— To do —
Convert every line of the rows below into a JSON list of strings, one string per line, leaving out any blank lines.

— Dataset records —
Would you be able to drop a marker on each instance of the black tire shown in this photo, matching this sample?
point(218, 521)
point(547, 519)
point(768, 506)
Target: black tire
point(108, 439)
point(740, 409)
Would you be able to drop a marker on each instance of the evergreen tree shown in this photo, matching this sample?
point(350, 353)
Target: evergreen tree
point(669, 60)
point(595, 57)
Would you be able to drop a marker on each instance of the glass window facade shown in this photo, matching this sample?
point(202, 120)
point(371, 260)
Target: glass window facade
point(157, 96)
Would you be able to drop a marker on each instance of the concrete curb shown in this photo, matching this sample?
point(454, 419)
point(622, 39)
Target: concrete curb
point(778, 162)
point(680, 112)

— Result for this exercise —
[
  "Would you be able to drop a marker on each instance of the black tire shown in this photo, matching this sample?",
  "point(218, 521)",
  "point(547, 519)",
  "point(768, 506)",
  "Target: black tire",
  "point(108, 439)",
  "point(740, 409)",
  "Would you be able to drop a marker on each instance of the evergreen tree shown in this photo, matching this sample?",
  "point(350, 353)",
  "Target: evergreen tree",
  "point(669, 60)",
  "point(595, 57)",
  "Would you be able to drop a marker on each instance of the glass window facade shown in this photo, matching this sample?",
  "point(202, 120)",
  "point(371, 260)",
  "Target: glass window facade",
  "point(157, 96)",
  "Would you be able to drop a marker on each instance of the concrete curb shown in this photo, matching this sample?",
  "point(454, 419)",
  "point(622, 39)",
  "Target: concrete curb",
  "point(778, 162)",
  "point(680, 112)"
]